WHAT NEEDS TO BE DONE: Make a verbatim copy of all the records. Skip every image.

DATA RECORDS: Begin

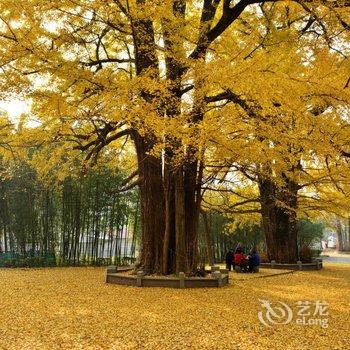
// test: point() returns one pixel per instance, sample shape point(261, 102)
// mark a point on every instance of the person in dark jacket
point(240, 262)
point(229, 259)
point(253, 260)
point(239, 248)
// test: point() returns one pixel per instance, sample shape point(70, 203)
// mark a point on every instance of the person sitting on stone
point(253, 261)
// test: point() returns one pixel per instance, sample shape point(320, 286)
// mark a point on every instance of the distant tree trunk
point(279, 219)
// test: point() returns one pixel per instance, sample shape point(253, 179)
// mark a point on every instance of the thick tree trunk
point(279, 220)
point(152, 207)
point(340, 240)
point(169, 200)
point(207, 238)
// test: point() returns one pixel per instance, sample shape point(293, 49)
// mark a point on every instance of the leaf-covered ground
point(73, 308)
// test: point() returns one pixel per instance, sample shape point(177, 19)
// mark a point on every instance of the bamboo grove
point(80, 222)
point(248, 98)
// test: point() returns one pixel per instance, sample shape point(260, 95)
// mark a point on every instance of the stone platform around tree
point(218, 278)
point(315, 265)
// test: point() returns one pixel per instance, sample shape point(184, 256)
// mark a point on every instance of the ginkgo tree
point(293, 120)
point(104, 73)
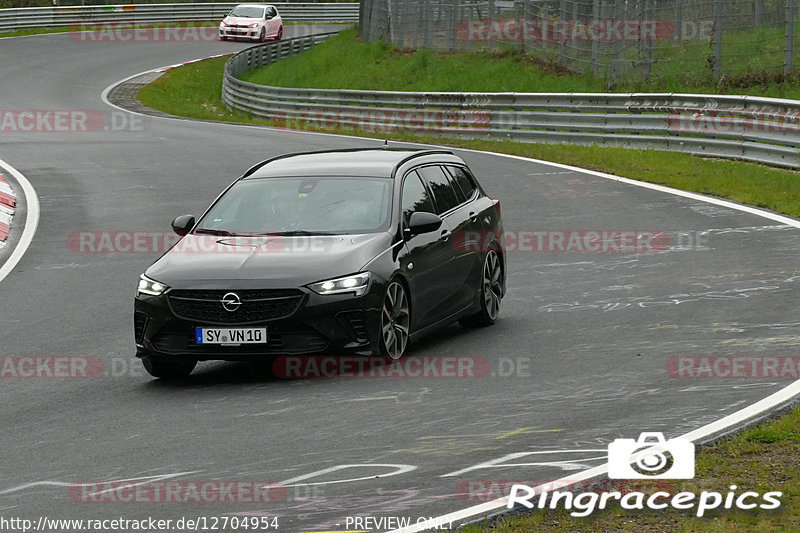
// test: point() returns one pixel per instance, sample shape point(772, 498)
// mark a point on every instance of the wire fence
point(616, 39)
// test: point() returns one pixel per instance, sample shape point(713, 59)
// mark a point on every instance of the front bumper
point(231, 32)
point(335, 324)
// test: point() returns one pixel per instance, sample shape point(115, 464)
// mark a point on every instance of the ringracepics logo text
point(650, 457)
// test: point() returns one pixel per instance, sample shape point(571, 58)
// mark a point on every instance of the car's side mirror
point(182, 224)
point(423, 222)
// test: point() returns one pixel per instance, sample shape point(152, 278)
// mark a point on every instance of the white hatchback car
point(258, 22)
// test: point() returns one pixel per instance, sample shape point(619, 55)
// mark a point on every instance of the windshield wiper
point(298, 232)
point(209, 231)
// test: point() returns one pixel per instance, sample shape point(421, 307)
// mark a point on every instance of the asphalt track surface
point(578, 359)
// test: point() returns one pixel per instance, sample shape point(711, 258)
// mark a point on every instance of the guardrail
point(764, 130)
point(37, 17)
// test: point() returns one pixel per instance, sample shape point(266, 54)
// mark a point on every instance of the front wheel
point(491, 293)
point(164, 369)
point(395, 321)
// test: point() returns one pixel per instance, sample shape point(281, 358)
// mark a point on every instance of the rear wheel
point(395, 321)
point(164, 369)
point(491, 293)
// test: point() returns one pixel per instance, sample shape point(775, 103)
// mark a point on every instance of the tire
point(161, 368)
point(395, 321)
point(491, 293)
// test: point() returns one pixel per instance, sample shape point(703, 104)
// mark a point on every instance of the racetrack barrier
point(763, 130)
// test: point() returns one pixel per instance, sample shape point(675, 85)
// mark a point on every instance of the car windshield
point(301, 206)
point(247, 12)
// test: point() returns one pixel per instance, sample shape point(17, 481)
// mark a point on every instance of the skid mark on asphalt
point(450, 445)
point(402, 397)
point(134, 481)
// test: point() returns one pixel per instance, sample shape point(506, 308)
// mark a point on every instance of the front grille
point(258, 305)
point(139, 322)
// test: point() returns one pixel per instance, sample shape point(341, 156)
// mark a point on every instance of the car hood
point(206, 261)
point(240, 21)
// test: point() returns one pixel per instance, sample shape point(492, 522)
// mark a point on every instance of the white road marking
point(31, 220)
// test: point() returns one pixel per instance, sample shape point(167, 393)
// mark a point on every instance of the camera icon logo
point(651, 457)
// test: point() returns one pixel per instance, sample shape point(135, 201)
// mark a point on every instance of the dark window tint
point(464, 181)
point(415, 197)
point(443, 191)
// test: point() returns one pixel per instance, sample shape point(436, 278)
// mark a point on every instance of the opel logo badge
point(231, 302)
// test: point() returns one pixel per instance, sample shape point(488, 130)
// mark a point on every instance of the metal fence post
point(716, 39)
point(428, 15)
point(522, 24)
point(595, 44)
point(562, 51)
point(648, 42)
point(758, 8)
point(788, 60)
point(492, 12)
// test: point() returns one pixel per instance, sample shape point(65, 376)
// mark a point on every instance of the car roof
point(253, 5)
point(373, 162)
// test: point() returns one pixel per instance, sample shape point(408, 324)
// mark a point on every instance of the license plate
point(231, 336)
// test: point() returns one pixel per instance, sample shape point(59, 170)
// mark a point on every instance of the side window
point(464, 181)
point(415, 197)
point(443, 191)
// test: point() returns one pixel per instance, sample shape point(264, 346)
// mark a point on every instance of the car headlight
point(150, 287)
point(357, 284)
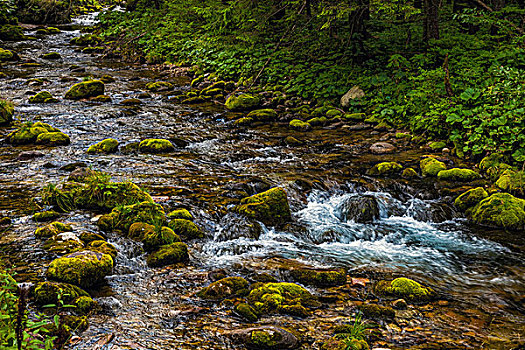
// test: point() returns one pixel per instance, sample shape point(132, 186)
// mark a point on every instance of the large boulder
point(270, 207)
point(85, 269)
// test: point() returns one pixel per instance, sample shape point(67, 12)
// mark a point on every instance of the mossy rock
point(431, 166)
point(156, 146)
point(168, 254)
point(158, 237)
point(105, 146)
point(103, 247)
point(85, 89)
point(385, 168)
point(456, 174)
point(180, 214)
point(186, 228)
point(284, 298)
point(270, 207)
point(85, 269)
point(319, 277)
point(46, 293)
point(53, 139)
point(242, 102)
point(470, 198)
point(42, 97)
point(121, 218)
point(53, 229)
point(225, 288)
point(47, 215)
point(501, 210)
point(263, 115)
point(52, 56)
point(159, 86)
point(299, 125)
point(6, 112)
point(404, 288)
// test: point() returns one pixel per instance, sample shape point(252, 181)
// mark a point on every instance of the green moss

DATA RECORDS: End

RESPONSE TO THE TASK:
// test: point() returns one pixel per instance, sample shape point(261, 102)
// mark a point on every instance of the person in dark jacket
point(240, 262)
point(229, 259)
point(253, 260)
point(239, 248)
// test: point() returns one pixel per instance, sample shape point(70, 203)
// mark a point on every instance of the person sitting on stone
point(253, 261)
// test: point() returns one pixel per instance, sample shape point(320, 286)
// mark a point on every instance of the distant tree trunk
point(279, 219)
// test: point() returns one pixel per instance, sample shape point(253, 179)
// mark a point on every instance of the thick tree trunk
point(279, 220)
point(152, 207)
point(340, 240)
point(169, 200)
point(207, 238)
// test: point() returns one pixel per instance, sample shape point(293, 49)
// mark a point on every instance of the leaf-covered ground
point(73, 308)
// test: point() returns one pixel per instance, sample shape point(177, 19)
// mark a point on every instance of the bamboo grove
point(80, 222)
point(248, 98)
// test: point() returns one pixel per instance, sample shape point(260, 95)
// mark a point on every instance of the stone platform around tree
point(218, 278)
point(315, 265)
// test: point() returns one pixel per instance, sample shape point(184, 256)
// mark a point on every instance of the ginkgo tree
point(293, 120)
point(104, 73)
// test: point() returns one pixel per instance, sample shape point(772, 498)
// mark a point on every instance of the wire fence
point(616, 39)
// test: point() returns one pixel per instance, sample shape point(713, 59)
// mark a point on every instance of the front bumper
point(231, 32)
point(335, 324)
// test: point() returns one pixel per instance, sample shape point(115, 464)
// mark a point on every instance of the ringracepics logo text
point(650, 457)
// test: point() returns one pixel per instance, sample shape point(571, 58)
// mark a point on every instance of the car's side mirror
point(182, 224)
point(423, 222)
// test: point() returns one pixel per instance, sample shape point(152, 278)
// mark a point on every instance of the white hatchback car
point(258, 22)
// test: point() returns one pixel per instance, sample shape point(619, 55)
// mark a point on every instance of the windshield wiper
point(298, 232)
point(209, 231)
// test: point() returns one pixel per instance, sample shape point(421, 307)
// mark a point on every instance of the asphalt track surface
point(578, 359)
// test: point() returns one pixel per instance, sample shape point(711, 258)
// mark a point on every instance of the guardrail
point(764, 130)
point(37, 17)
// test: point() returns one pixel per instance, sample shape point(266, 54)
// mark a point on every instance of the front wheel
point(491, 293)
point(164, 369)
point(395, 321)
// test: point() returns one pixel per instance, sample shape point(281, 358)
// mark a point on every instance of the rear wheel
point(395, 321)
point(164, 369)
point(491, 293)
// test: point() returns one pixel per instance, sample shape point(775, 103)
// mark a point on every instance of the tire
point(161, 368)
point(395, 321)
point(491, 293)
// test: point() returns one pixel per instance, sample shape point(703, 104)
// mark a point on every instance of the racetrack barrier
point(763, 130)
// test: point() returns one pixel per instance, sample shape point(675, 85)
// mark a point on every instance of the car windshield
point(301, 206)
point(247, 12)
// test: point() returns one pixel per instance, sample shape point(17, 481)
// mark a point on every instance of the skid mark on asphalt
point(450, 445)
point(402, 397)
point(134, 481)
// test: point() returns one pixel per instance, sample shape point(506, 308)
// mark a point on every instance of the front grille
point(258, 305)
point(139, 322)
// test: point() returns one pixel per instance, sample shape point(341, 156)
// mark a point on every instance of the car hood
point(206, 261)
point(240, 21)
// test: point() returns one pixel per instance, sample shape point(492, 522)
// mark a point on every instance of the white road marking
point(31, 220)
// test: point() returns one pixel per instance, sample shape point(167, 393)
// mark a point on every instance of the camera icon logo
point(651, 457)
// test: point() returns one pixel per instance, sample shape point(135, 201)
// mark a point on every instance of the dark window tint
point(464, 181)
point(415, 197)
point(443, 191)
// test: point() returns one pixel per instance, sample shape point(436, 278)
// mark a point on every instance of the opel logo badge
point(231, 302)
// test: point() returns one pixel per instance, sample shape point(488, 130)
// mark a point on every instance of the metal fence post
point(716, 39)
point(428, 15)
point(522, 24)
point(595, 44)
point(562, 51)
point(648, 42)
point(758, 8)
point(788, 60)
point(492, 12)
// test: point() returns one pixel per instance, sample shape point(65, 376)
// mark a point on every instance of the car roof
point(253, 5)
point(373, 162)
// test: point() returns one pixel per instance, sample shape point(408, 324)
// mark a point on every instance of the license plate
point(231, 336)
// test: point() returns one pixel per instance, sample shape point(59, 170)
// mark a point on every instance of the side window
point(464, 181)
point(415, 197)
point(443, 191)
// test: point() returns one pixel per instance, sample shape point(264, 346)
// mark a point on every instance of the car headlight
point(150, 287)
point(357, 284)
// test: point() returns one pixel per instance, sample shape point(132, 186)
// mark a point on every instance of the large boulder
point(270, 207)
point(85, 269)
// test: point() returns one pixel per instance, sample shape point(67, 12)
// mark a point on every instance of the mossy rock
point(431, 166)
point(156, 146)
point(168, 254)
point(158, 237)
point(105, 146)
point(103, 247)
point(85, 89)
point(385, 168)
point(456, 174)
point(180, 214)
point(186, 228)
point(284, 298)
point(270, 207)
point(85, 269)
point(319, 277)
point(46, 293)
point(53, 139)
point(242, 102)
point(470, 198)
point(42, 97)
point(121, 218)
point(53, 229)
point(225, 288)
point(47, 215)
point(501, 210)
point(263, 115)
point(52, 56)
point(159, 86)
point(299, 125)
point(6, 112)
point(404, 288)
// test: point() returns one pixel per instance, sample shape point(252, 181)
// mark a point on every instance of the green moss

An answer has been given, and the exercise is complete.